When you reach the records, transcribe each one exactly.

═══

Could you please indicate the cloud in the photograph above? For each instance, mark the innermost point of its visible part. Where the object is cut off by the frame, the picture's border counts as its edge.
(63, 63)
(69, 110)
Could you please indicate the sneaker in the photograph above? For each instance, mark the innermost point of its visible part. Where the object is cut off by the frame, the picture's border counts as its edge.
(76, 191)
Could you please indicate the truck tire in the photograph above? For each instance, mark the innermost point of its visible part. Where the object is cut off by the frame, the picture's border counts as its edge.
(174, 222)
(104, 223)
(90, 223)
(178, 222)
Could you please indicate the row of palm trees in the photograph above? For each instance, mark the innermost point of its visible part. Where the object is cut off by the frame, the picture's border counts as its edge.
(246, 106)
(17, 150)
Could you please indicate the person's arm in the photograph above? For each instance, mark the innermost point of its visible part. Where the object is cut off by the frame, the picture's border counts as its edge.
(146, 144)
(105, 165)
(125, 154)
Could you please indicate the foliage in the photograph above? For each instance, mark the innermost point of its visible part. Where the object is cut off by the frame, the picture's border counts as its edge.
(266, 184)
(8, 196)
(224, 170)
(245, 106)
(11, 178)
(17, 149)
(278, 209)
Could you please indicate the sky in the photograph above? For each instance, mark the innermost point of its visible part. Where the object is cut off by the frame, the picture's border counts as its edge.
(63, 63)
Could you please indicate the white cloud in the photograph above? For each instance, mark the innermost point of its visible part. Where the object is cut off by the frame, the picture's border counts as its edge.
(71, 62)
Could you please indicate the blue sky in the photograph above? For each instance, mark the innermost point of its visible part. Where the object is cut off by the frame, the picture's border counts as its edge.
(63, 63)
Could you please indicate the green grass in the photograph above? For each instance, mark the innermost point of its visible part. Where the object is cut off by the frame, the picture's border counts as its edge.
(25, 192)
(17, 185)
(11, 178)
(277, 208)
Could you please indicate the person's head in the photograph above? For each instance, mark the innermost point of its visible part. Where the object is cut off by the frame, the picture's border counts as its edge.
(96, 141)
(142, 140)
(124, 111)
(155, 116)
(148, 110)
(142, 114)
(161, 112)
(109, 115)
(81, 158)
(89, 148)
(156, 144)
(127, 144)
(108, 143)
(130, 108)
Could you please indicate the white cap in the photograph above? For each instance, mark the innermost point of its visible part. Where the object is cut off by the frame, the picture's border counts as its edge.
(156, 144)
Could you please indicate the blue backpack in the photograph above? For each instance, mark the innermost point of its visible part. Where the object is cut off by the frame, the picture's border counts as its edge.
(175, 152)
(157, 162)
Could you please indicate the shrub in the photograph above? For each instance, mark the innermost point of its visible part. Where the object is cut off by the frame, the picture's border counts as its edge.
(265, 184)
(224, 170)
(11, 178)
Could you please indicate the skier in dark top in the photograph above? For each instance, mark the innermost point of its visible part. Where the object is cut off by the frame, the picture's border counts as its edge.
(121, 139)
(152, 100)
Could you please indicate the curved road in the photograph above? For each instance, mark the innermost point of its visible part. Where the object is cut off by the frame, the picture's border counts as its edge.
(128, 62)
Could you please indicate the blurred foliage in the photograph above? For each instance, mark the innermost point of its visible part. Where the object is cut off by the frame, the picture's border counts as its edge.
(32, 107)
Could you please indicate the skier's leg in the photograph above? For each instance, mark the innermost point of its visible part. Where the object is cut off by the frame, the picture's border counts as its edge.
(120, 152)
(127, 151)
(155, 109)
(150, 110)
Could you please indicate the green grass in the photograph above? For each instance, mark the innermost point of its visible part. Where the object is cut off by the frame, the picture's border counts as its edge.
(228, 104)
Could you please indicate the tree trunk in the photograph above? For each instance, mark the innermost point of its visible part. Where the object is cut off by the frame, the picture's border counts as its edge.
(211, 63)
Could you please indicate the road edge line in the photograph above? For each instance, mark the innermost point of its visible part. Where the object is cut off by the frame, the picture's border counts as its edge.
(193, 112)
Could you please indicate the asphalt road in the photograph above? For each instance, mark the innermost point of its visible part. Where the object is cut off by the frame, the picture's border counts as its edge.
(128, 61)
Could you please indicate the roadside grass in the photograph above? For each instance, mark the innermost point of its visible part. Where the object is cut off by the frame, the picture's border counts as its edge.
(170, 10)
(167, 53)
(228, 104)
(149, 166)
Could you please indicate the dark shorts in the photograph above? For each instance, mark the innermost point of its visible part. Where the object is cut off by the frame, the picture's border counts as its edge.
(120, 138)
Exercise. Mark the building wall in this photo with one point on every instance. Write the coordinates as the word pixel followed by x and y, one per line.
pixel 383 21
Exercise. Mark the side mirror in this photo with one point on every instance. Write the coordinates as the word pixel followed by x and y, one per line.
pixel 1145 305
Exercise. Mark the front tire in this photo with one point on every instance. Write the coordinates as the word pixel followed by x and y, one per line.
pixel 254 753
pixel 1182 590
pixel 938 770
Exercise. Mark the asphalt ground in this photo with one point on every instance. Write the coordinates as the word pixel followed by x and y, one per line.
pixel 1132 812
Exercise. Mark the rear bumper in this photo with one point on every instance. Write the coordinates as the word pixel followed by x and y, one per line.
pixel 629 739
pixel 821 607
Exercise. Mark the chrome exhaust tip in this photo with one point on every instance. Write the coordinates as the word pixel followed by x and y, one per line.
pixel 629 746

═══

### FINISHED TASK
Could you please indicate the cloud in the photograph above? For each instance, mark the innermost point of its visible part. Where the object is cut off by the frame, the picture's border counts as its edge.
(63, 63)
(69, 110)
Could you please indicate the sneaker in the photograph above? For each instance, mark the innermost point of its visible part. Where the object is cut off by the frame, the picture's border counts as its edge.
(76, 191)
Could you please indicate the truck tire in the photograph above? For each instance, mark the innermost point of its visible part. Where the object is cut off by the frame, the picture's border counts as its edge.
(174, 222)
(104, 223)
(90, 223)
(178, 222)
Could you please indicate the row of palm trees in the photograph above? For each instance, mark the innermost point of its visible part. Where the object is cut off by the frame, the picture's border counts as its edge.
(246, 106)
(17, 150)
Could you please indicate the person's arm in the photograph above? For each instance, mark the innermost point of its visible part. Where the object is cut off by the frame, the picture's border counts as its edge.
(146, 144)
(105, 165)
(125, 154)
Could you please indicate the foliage in the photograph above? For each instance, mark the innermost point of its visible part. Where the object is cut off by the frame, the picture's border counts as its edge.
(266, 184)
(8, 196)
(224, 170)
(245, 106)
(11, 178)
(17, 149)
(278, 209)
Could you please indicate the sky in the photograph above? For each instance, mark the innermost point of its visible part. Where the object is cut off by the frame, the picture's border counts as its edge.
(63, 63)
Could you please indicate the white cloud in the photograph above? For each instance, mark the innermost point of its visible part. Where the object is cut off by the frame, the picture's border counts as its edge.
(71, 62)
Could you please indicate the blue sky in the photograph above? For each instance, mark the innermost point of its visible part. Where the object is cut off by the frame, the picture's border counts as its edge.
(63, 63)
Could you please indicate the green grass in the photograph above? For each instance, mark the innermost point of its visible part. Where the object is cut off by the frame, the picture's border counts as its edge.
(25, 192)
(17, 185)
(11, 178)
(277, 208)
Could you please indicate the person's head in the photograph above? For each instance, mark the innermost point of its visible part. Where the object is cut off by the frame, the picture's border counts as its edge.
(96, 141)
(142, 140)
(124, 111)
(155, 116)
(148, 110)
(142, 114)
(161, 112)
(109, 115)
(81, 158)
(89, 148)
(156, 144)
(127, 144)
(108, 143)
(130, 108)
Could you please indicate the white cap in the photograph above? For each instance, mark the innermost point of its visible part. Where the object is cut off by the frame, the picture's border counts as its edge.
(156, 144)
Could you please indicate the blue backpack in the photograph above? For each instance, mark the innermost point of its visible part. Where the object is cut off by the frame, the picture's border counts as its edge.
(175, 152)
(157, 162)
Could you please indicate the shrub in the photograph above? For each instance, mark the innermost point of its visible part. Where the object is cut off by the frame, the picture's border counts as its edge.
(265, 184)
(224, 170)
(11, 178)
Could you please indicate the skier in dark top in the photograph above? For each instance, mark the innermost point of its visible part. Where the object is cut off by the frame, the picture's border counts as its edge.
(121, 139)
(152, 100)
Could you please indicate the curved road in the photograph above? For each instance, mark the innermost point of its visible part. Where the object is cut off by the frame, the picture's border counts as its edge.
(128, 62)
Could you please indicate the blurred foliage in the photograph above? For each instance, mark the innermost point of its visible part. Where the object is cut off by the frame, the picture's border counts as its edge.
(32, 107)
Could you please indicate the skier's leg in the photograph above? For each instance, mark the innermost point of its visible part. Where the object is cut off by the frame, the picture's border counts as its edge.
(120, 152)
(127, 151)
(155, 109)
(150, 110)
Could you please indicate the green grass in the photograph above? For each instance, mark the innermost point of its visible part. Where the object is cut off by the frame, the picture's border counts as its edge.
(228, 104)
Could you please indicate the tree trunk in the photograph above? For each instance, mark the innermost point of its visible part. Where the object is cut off by the frame, the picture's border counts as its edge.
(211, 63)
Could you please indicate the road edge line in the photograph above? For each instance, mark the innermost point of its visible part. Where the object is cut off by the frame, the picture's border counts as its edge.
(193, 112)
Could you please indicate the asphalt road in the photograph above? For each instance, mark the innermost point of its visible part. Where the object is cut off by the frame, the picture's border counts as its edge.
(128, 61)
Could you please indicate the roadside grass in the photograph above? For each instance, mark the innermost point of its visible part. Where the object is cut off by the frame, the picture's border counts as its edge.
(170, 10)
(167, 53)
(228, 104)
(149, 166)
Could you please indicate the dark shorts in the photograph above? For each instance, mark the innermost point of its visible part. Where the object is cut off by the frame, the picture's border counts as its edge.
(120, 138)
Exercise. Mark the building wall in this photo with one point on every instance. Write the coordinates as the word pixel followed by x and y, one per line.
pixel 383 21
Exercise. Mark the side mirror in this photo with one point on every instance. Write the coordinates as the word pixel followed by x and y, one per line.
pixel 1145 305
Exercise. Mark the front tire in this photo with one point on every instance. Write the coordinates as the word pixel followed by x and y, one per line.
pixel 254 753
pixel 1182 590
pixel 938 770
Exercise. Mark the asphalt ground in this photo with one point on every instance. Write the coordinates as the word pixel followed by x and y, one per line.
pixel 1132 812
Exercise. Mark the rear bumper in this photo with one point on every instance. Write the coordinates as the word pixel followed by x and y, one per line.
pixel 629 739
pixel 821 607
Exercise. Mark the chrome exhaust tip in this photo with one point on every instance. Write the coordinates as the word pixel followed by x and y, one per line.
pixel 629 746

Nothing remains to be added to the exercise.